#### Text segment ####
Drs. Tom Noseworthy and Tom Feasby in their article promoting fluoridation make some comparisons between fluoridation and other measures which cloud the issue.
Iodide, B vitamins and iron are natural nutritional requirements, the effects of which have been extensively and competently investigated. Fluoride in any form is not a required nutrient.
The fluoride added to Calgary’s water is untested for safety, unapproved for human consumption and carries a number of toxic contaminants. It is not a nutritional requirement as claimed by some proponents of fluoridation.
It is not rational to compare the use of chlorine with fluoridation. Antisepsis with chlorine is applied to control serious, contagious diseases. Fluoridation is applied to prevent cavities, which is not contagious. And it has been shown to be ineffective for that purpose when ingested.
Opponents to fluoridation are many and object to it for various reasons. Those reasons fall into three categories: it is ineffective; it is harmful; it is unethical.
These objections are well thought out and are based on sound scientific research, with the exception of the ethical issue which is obvious in that the substance administered is unapproved and is administered without control of dosage and without informed consent.
Nor are its effects on us monitored.
Fluoridation of public water supplies would not pass any ethics committee. Not that it has ever been submitted to an ethics committee.
Drs. Noseworthy and Feasby say no evidence exists to support the proposition that they will receive a gain in their health if fluoridation is stopped.
On the contrary, there is a vast and growing body of peer-reviewed research showing association of fluoridation with toxicities affecting several body systems.
If they don’t know about this research, then they should do some more work on the matter before commenting.
Furthermore, there are subpopulations among us particularly at risk: infants, young children, young males, those who suffer kidney disease, persons with thyroid deficiencies, the elderly (who have accumulated fluoride over their lifetime, weakening bone). And others, some we don’t know about because the necessary research has not been done.
It is suggested that the poor in particular benefit from fluoridation. This has been a common claim of proponents. We now have work done specifically to resolve this question.
The peer-reviewed results show that there is no more effect on the poor than on the rich and the effect on both is nothing.
#### Data section ####
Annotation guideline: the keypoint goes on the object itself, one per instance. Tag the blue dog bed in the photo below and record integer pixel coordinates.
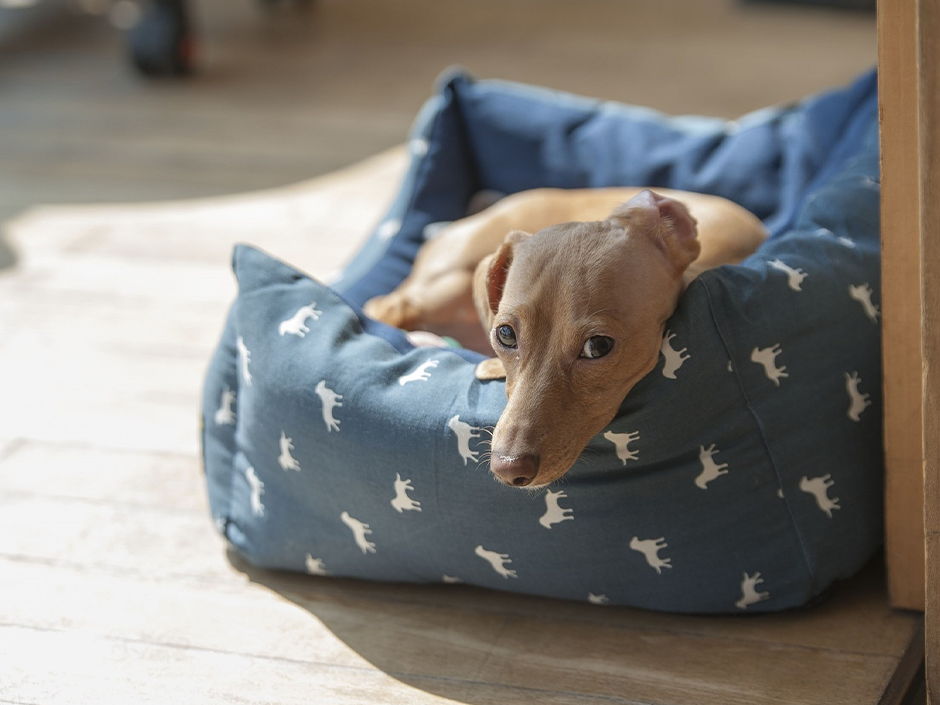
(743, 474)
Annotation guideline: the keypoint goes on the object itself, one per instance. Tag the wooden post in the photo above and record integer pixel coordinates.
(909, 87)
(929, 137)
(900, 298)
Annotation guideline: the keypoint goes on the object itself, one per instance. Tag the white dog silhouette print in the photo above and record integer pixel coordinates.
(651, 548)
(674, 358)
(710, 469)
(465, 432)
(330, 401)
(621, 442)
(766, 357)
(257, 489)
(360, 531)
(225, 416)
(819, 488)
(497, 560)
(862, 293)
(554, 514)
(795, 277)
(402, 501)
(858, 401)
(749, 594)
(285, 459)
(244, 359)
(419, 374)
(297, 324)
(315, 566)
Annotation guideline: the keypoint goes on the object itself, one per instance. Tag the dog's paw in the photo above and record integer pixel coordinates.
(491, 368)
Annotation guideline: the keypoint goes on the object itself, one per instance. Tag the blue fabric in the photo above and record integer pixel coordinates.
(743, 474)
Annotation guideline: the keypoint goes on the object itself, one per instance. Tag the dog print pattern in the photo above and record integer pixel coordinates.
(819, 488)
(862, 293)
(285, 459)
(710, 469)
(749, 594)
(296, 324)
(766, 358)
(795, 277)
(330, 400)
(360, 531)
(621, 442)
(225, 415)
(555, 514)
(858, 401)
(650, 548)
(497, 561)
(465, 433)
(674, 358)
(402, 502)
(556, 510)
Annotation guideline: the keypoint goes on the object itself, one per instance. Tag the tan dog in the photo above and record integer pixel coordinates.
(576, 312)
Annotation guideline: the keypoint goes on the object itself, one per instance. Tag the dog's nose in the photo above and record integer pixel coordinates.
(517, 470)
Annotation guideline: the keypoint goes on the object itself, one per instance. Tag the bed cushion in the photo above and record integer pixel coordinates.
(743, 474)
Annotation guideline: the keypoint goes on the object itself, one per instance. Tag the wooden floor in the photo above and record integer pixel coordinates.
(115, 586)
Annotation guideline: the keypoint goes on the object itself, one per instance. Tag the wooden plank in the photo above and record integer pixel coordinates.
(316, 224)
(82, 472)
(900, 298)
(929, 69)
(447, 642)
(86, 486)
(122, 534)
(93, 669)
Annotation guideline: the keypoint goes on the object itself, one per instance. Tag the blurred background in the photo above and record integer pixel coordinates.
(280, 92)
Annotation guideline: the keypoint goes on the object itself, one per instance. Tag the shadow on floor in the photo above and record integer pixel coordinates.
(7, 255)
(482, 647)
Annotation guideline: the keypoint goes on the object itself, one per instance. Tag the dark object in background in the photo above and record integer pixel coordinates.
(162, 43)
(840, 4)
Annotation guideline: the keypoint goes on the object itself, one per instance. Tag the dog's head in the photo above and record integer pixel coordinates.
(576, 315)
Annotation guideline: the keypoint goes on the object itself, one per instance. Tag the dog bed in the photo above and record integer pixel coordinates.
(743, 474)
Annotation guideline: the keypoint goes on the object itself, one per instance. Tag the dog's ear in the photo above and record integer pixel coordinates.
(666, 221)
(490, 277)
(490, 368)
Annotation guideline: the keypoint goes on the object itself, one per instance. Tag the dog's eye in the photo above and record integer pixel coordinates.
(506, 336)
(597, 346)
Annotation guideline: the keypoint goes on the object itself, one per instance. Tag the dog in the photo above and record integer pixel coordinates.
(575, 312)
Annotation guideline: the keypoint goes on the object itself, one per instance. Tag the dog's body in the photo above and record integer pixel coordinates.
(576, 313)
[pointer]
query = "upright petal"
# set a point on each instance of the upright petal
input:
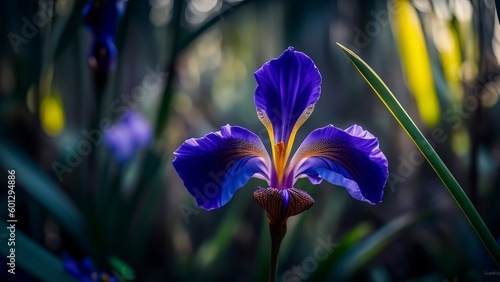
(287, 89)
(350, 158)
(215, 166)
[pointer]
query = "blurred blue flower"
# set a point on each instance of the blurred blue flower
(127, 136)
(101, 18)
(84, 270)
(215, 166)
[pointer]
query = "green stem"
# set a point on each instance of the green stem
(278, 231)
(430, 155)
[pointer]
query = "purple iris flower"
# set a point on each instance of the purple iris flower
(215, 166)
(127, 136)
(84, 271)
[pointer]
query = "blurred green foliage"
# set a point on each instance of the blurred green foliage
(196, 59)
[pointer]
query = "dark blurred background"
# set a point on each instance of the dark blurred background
####
» **Work task 1**
In the letter on fluoridation, what three categories do opponents' reasons fall into?
» **Work task 2**
Continue the letter on fluoridation from its last sentence.

» **Answer area 1**
It is ineffective, it is harmful, and it is unethical.

» **Answer area 2**
Drs. Noseworthy and Feasby correctly comment on overdoses. Then they imply that fluoride is administered in the correct dose. That is not true.
For fluoridation of water supplies, the concentration is controlled. (Sometimes not very well; there are disastrous examples in other jurisdictions.)
Dose, how much you swallow, is not controlled; dosage, how much per unit body weight you get, is not controlled. There are large differences in amounts of water Calgarians with different ages and physical activities and environments consume.
Drs. Noseworthy and Feasby cite organizations which support fluoridation.
Science is not a popularity contest, but I can tell you that there are probably as many or more organizations that oppose fluoridation and some of them are better qualified to judge the matter.
As for some of those they cited, the World Health Organization and the Centers for Disease Control have altered their support by acknowledging the risks to infants and young children.
A prominent supporter not mentioned, the American Dental Association, has similarly altered its support.
We are warned of the unmentioned consequences of stopping fluoridation. Well, this too has been investigated.
Over the past few decades a significant number of cities in Europe and North America formerly fluoridated have stopped it (24 since 1990 in Canada).
In no case appearing in a peer-reviewed paper that I have been able to find has the incidence of cavities risen.
In most, it has stayed the same and in some it has decreased.
Briefly then, fluoridation is a violation of medical ethics, is ineffective as a preventive of cavities and is toxic to human beings.
James S. Beck, M. D., Ph. D. Is Professor Emeritus Of Medical Biophysics At The Universtiy Of Calgary.